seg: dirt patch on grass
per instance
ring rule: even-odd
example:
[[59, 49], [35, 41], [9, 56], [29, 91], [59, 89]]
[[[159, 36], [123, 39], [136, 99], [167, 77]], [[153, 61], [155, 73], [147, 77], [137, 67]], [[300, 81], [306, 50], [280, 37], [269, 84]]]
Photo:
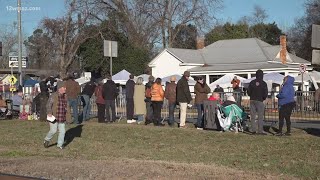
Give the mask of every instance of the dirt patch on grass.
[[141, 160], [72, 160], [7, 158], [1, 173], [45, 179], [294, 179], [282, 175], [245, 172], [216, 165]]

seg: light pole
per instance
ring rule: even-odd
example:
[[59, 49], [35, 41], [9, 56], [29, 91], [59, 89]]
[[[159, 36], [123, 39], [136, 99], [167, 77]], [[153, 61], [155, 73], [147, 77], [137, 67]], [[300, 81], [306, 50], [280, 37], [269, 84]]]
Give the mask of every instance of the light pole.
[[21, 0], [18, 0], [18, 65], [19, 85], [22, 86], [22, 32], [21, 32]]

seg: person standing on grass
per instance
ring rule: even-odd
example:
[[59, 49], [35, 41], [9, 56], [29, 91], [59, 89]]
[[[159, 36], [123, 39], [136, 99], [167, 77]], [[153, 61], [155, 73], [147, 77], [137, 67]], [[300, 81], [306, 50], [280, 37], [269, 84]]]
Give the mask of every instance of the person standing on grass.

* [Set exercise]: Reproduce the items verbatim from their first line through the line containing "32], [21, 32]]", both ends included, and omit the pictures.

* [Correct output]:
seg: dirt patch on grass
per instance
ring rule: even-odd
example:
[[59, 49], [35, 41], [9, 56], [29, 91], [59, 89]]
[[[159, 36], [123, 39], [136, 99], [167, 77]], [[153, 61], [155, 73], [147, 77], [137, 67]], [[300, 81], [306, 50], [280, 37], [269, 84]]]
Photo:
Give the mask of every instance of the dirt patch on grass.
[[141, 160], [72, 160], [7, 158], [1, 173], [45, 179], [294, 179], [282, 175], [245, 172], [216, 165]]

seg: light pole
per instance
ring rule: even-odd
example:
[[59, 49], [35, 41], [9, 56], [29, 91], [59, 89]]
[[[159, 36], [123, 39], [136, 99], [167, 77]], [[153, 61], [155, 73], [147, 77], [137, 67]], [[300, 81], [306, 50], [280, 37], [269, 84]]]
Give the mask of every instance of the light pole.
[[21, 0], [18, 0], [18, 65], [19, 85], [22, 86], [22, 32], [21, 32]]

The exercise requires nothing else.